**Point annotation dataset records**
•••

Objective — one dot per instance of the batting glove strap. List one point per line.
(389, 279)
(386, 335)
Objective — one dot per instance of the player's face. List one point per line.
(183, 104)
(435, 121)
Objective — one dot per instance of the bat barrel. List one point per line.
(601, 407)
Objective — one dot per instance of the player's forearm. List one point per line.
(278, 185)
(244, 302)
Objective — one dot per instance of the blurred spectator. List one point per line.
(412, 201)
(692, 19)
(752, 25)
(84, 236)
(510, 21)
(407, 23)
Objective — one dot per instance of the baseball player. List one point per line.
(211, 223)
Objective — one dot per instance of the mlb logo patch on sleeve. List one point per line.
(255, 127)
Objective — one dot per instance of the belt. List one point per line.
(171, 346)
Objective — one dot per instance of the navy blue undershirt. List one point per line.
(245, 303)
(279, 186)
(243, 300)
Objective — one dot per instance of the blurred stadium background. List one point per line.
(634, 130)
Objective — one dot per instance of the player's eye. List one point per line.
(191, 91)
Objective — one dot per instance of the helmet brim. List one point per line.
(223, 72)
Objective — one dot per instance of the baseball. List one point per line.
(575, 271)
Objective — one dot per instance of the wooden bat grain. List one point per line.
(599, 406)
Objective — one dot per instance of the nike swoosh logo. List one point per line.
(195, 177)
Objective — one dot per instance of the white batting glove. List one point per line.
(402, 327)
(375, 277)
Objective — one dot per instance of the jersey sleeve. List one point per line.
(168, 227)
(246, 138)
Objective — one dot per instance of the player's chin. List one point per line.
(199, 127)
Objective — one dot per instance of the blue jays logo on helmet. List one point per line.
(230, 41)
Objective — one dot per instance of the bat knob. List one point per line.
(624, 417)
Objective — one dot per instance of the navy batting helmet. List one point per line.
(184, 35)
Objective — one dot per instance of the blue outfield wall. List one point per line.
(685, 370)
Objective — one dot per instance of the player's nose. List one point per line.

•••

**Exercise goal**
Write out exactly the lines of the entries above that run from the line containing "Objective — one dot per instance of the baseball." through the last line, including both.

**Result of this task**
Objective — one dot per instance of the baseball. List one point per line.
(575, 271)
Objective — one dot per instance of the wooden bat grain. List one point per line.
(599, 406)
Objective — one dot per instance of the nike swoosh logo. List one point per line.
(195, 177)
Objective — one dot per instance of the white batting glove. List one point per line.
(402, 327)
(375, 277)
Objective — one dot per instance of the jersey sleeve. List one point per line.
(168, 227)
(246, 138)
Objective — one dot per instance of the player's chin. List one point per line.
(199, 127)
Objective — one dot per instance of the blue jays logo on helmet. List one point per line.
(230, 41)
Objective — one dot per instance of the bat knob. List one point per line.
(624, 417)
Objective — one dot per instance of the navy batting helmet. List one point per line.
(184, 35)
Objective — one dot per instance of the blue outfield wall. List one point per line.
(685, 370)
Objective — one dot per instance of the player's nose. List one point per line.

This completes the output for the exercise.